[Stored data entries]
------

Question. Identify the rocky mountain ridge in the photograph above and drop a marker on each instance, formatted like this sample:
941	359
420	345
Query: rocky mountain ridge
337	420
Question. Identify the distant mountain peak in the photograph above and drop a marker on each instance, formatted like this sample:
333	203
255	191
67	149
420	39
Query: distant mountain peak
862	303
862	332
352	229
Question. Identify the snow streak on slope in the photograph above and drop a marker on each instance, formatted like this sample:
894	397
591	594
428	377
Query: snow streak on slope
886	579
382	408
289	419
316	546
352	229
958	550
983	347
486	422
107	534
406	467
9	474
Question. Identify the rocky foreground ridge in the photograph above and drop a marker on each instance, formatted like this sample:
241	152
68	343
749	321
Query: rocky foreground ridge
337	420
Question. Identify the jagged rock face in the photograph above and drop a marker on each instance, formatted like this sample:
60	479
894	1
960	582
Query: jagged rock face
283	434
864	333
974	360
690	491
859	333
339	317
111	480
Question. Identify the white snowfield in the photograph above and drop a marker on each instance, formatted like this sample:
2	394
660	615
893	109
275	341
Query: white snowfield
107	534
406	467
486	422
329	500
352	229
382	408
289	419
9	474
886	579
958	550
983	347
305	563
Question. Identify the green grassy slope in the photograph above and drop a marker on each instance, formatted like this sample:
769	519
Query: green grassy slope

------

Every entry is to be transcribed exactly as it stands.

Question. Identify the rocky mountain ridge in the photograph above and drop a marker on each instance, formatted like this sample:
941	359
420	345
Query: rocky mountain ridge
337	420
Question. Identify the distant mountain peak in the photograph above and drop a marker on each instance, formatted like this sample:
333	203
255	191
67	149
420	39
Query: distant mountain peak
862	303
862	332
352	229
Question. Identify the snow streak on slope in the photograph above and drop a marker on each instance, formatted like this sample:
894	397
591	594
428	377
Query: snow streak on slope
886	579
382	408
289	419
316	546
352	229
958	550
983	347
486	422
107	534
406	467
9	474
Question. Identify the rocky foreground ridge in the photograph above and drop a marker on each instance, formatted like this sample:
241	152
68	343
749	321
Query: rocky foreground ridge
337	420
Question. Identify the jagged rock face in the photograph above and drop a marker on each instance, formatted like this sample:
60	479
894	1
960	582
Query: jagged rock face
283	434
864	333
974	360
690	491
859	333
339	317
111	480
Question. Identify the white snowfield in the photograph above and drop a marker on each instance, formatted like this sample:
2	394
660	615
893	109
275	341
Query: white snowfield
107	534
406	467
486	422
329	500
352	229
382	408
289	419
9	474
886	579
958	550
983	347
305	563
Question. Identify the green grassy slope in the photograph above and drop a marker on each instance, formatted like this sample:
769	519
Query: green grassy slope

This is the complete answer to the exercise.